Work instructions
Write the entries out again exactly as they stand, but without the pictures.

[Collected data entries]
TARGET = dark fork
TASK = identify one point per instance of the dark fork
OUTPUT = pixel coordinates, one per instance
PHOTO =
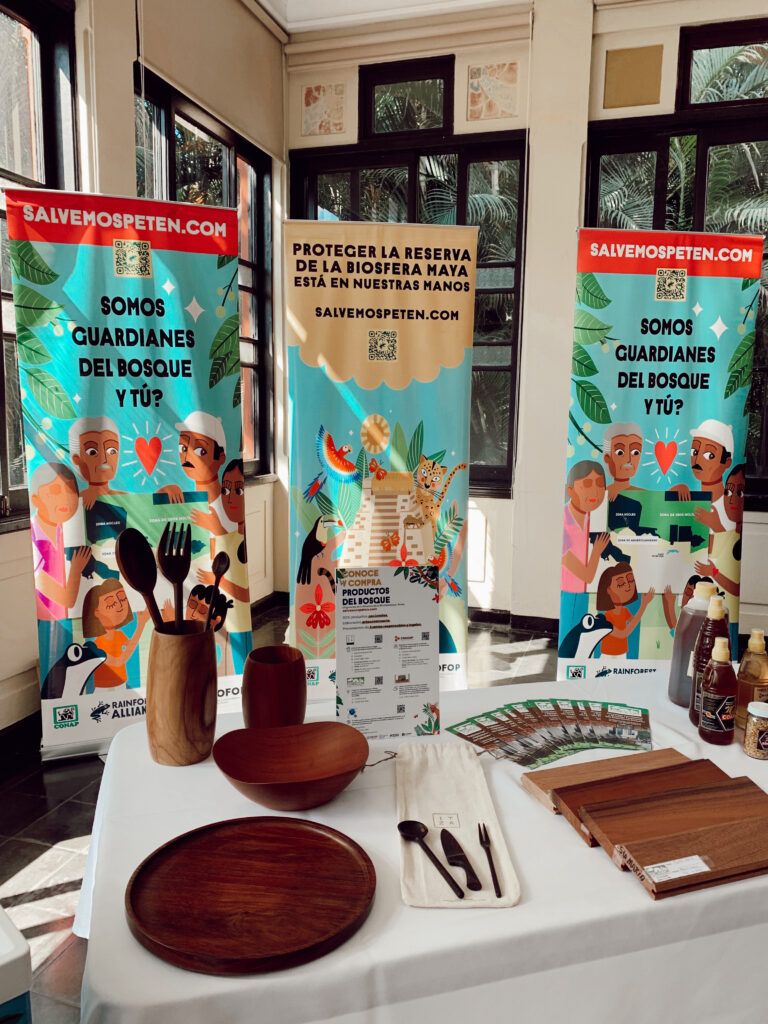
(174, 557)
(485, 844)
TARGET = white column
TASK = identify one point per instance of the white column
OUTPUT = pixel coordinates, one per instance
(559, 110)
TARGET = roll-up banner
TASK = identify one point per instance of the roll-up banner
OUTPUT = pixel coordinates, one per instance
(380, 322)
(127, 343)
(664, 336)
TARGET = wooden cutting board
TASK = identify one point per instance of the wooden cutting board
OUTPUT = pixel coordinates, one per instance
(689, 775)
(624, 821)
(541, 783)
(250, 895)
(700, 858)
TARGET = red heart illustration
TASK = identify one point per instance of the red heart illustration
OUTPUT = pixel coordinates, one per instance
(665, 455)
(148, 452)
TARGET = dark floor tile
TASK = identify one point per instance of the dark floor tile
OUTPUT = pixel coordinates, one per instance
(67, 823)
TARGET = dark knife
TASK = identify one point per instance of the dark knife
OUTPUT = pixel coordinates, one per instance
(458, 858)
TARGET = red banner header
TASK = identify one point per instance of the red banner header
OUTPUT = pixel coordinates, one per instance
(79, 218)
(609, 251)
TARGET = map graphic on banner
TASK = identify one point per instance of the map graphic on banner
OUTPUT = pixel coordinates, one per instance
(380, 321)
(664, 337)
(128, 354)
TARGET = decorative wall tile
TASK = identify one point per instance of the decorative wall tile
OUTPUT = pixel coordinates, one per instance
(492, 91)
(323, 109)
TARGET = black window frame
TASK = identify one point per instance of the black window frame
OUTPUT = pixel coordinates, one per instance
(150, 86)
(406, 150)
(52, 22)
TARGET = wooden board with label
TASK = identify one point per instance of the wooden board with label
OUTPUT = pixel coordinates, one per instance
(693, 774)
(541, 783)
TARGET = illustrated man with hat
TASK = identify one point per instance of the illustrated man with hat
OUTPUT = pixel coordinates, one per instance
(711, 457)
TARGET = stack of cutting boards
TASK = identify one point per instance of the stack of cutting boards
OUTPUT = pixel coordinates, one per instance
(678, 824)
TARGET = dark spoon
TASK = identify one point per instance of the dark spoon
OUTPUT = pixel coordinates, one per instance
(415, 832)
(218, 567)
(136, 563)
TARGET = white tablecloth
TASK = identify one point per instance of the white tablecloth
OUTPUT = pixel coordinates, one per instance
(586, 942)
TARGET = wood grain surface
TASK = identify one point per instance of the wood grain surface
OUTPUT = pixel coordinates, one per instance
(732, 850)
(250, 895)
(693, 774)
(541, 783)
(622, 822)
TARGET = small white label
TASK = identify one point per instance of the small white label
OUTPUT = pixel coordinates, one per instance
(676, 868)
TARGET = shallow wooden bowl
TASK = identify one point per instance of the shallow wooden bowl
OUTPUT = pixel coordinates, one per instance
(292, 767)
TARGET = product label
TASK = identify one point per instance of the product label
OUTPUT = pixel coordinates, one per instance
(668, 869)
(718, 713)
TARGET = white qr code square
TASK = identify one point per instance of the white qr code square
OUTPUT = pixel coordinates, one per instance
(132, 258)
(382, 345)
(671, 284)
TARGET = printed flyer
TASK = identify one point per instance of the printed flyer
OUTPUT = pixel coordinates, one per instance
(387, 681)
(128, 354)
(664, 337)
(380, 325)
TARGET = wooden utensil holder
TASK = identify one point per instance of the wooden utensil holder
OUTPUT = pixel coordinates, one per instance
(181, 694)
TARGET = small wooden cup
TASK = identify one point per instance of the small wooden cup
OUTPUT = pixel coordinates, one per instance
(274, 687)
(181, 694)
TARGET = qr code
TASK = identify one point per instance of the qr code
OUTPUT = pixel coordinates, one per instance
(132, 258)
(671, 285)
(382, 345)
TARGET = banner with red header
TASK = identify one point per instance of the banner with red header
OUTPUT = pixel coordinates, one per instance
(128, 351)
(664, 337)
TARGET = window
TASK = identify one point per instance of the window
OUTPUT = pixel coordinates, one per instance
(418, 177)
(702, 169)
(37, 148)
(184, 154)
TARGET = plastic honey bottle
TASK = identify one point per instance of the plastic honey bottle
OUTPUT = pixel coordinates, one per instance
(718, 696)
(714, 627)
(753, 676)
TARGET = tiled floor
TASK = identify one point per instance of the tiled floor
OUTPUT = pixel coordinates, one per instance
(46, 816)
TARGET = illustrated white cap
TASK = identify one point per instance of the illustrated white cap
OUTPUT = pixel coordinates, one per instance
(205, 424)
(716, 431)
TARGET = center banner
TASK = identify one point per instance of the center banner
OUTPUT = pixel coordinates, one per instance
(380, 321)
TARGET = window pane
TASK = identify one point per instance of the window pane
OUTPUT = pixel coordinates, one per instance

Final result
TARGET = dark fork
TASK = identify one point per instance of the dark fork
OUTPUT = pixel coordinates, one per instance
PHOTO =
(174, 557)
(485, 844)
TARGET = white column
TASK = identify one point per instance of the white column
OUTPUT = pixel coordinates, one per instance
(559, 110)
TARGET = roll-up banner
TASK = identify one point per instance of the roll-up banner
OUTPUT = pixel coordinates, one per instance
(380, 322)
(127, 343)
(664, 336)
TARGET = wooden cutting board
TASK = identify one point per instance of the wooden cutting board
OUTPUT = pixel coordinates, one per instance
(689, 775)
(624, 821)
(541, 783)
(250, 895)
(700, 858)
TARGET = red heart illustration
TASK = identify one point per instance of the red heart illustration
OUTPUT = pixel coordinates, one per instance
(665, 455)
(148, 452)
TARGET = dark floor tile
TASK = identify one point per instance of the dark floor tile
OUTPUT = pixel coordinates, one per instance
(67, 823)
TARGET = dark knife
TASK = identify one point per instance of the dark knife
OUTPUT = pixel coordinates, one per instance
(458, 858)
TARGET = red banner header
TASK = identify one point per instance of the red banner header
OUTPUT = pixel coordinates, one per instance
(79, 218)
(609, 251)
TARGET = map graphic on banner
TASK = identify one point per instance of the map graphic on banner
OUTPUT = pixel coordinates, one per instance
(380, 321)
(664, 337)
(128, 354)
TARGET = decorative wall tile
TASK = identify one point per instance of the decorative wall tile
OUTPUT = pixel coordinates, one per instance
(492, 91)
(323, 109)
TARGET = black window frame
TASK = identify one point per instance of the black window frame
OUTPUT = pixel coordinates, one per instance
(150, 86)
(406, 150)
(52, 22)
TARGET = wooden board with label
TASK = identify one point per instance of the wooden board with label
OUTPUT = pixel coordinates, one per instance
(693, 774)
(541, 783)
TARGET = illustrated man with hat
TASK = identify one point per instance of the illustrated man with hat
OUTPUT = pixel coordinates, one per instance
(711, 457)
TARGET = stack of cutting boards
TASK = identify one point per instance of the stack of cutting boards
OUTPUT = pixel coordinates, one per instance
(678, 824)
TARGET = dark spoon
TASK = identify one point per instance of the dark spoon
OUTPUT = pixel coordinates, one per instance
(415, 832)
(218, 567)
(136, 563)
TARGET = white tablecloth
TASK = identify one point per instance of the white tablecloth
OUTPUT = pixel coordinates, one per instance
(586, 942)
TARGET = wood grain surface
TASK = identify one point per instance of the wood grain surface
OUTPUT = pixel coordinates, one per instance
(732, 850)
(250, 895)
(693, 774)
(541, 783)
(622, 822)
TARGET = small white label
TASK = identify one point per instance of the small white label
OUTPUT = pixel coordinates, one per instance
(676, 868)
TARGET = shallow wooden bowl
TASK = identify one point per instance of the shallow wooden bowl
OUTPUT = pixel coordinates, one per instance
(292, 767)
TARGET = product label
TASK = identify one point per instance of the product label
OUTPUT = pixel coordinates, one per instance
(668, 869)
(718, 713)
TARGET = white qr code square
TASK = identify one point per instance of the white qr code square
OUTPUT = pixel coordinates, one per instance
(132, 258)
(382, 345)
(671, 284)
TARGET = printed flyer
TASK = identify one point per instance of the printed flyer
OUTPUT = pixel coordinates, one per instance
(387, 681)
(128, 354)
(664, 337)
(380, 325)
TARGET = wooden utensil holder
TASK = identify one point per instance of the wooden utensil holder
OUTPUT = pixel coordinates, one per instance
(181, 694)
TARGET = small wooden cup
TASK = identify one point per instance of the small wooden cup
OUTPUT = pixel coordinates, one per instance
(274, 687)
(181, 694)
TARGET = qr code
TASK = identify one point per instance of the qr code
OUTPUT = pixel coordinates, one per instance
(132, 258)
(671, 285)
(382, 345)
TARGET = banner with red header
TASK = identify one point per instance of the banner with red header
OUTPUT = pixel coordinates, one per instance
(128, 351)
(664, 337)
TARGET = window
TASK = identify one point per instance of the window
OUTPUT = pixel coordinates, one per instance
(418, 177)
(702, 169)
(37, 148)
(184, 154)
TARGET = plastic honey bottle
TASK = identify one point per instance of the plastic honey bottle
OUTPUT = pixel coordinates, one per instance
(718, 696)
(714, 627)
(753, 676)
TARGET = tiled floor
TASK = identify one point per instance of the tiled floor
OUTPUT = pixel coordinates, one per instance
(46, 816)
TARGET = illustrated white cap
TASK = identify one point per instance of the illustrated white cap
OUTPUT = pixel coordinates, one per instance
(205, 424)
(716, 431)
TARGET = center banner
TASK = identify one point per instance of the center banner
OUTPUT = pixel coordinates, one per instance
(380, 321)
TARGET = window pane
TASK = identify one point per instance of the window pane
OUTPUT = pixel coordinates, one per instance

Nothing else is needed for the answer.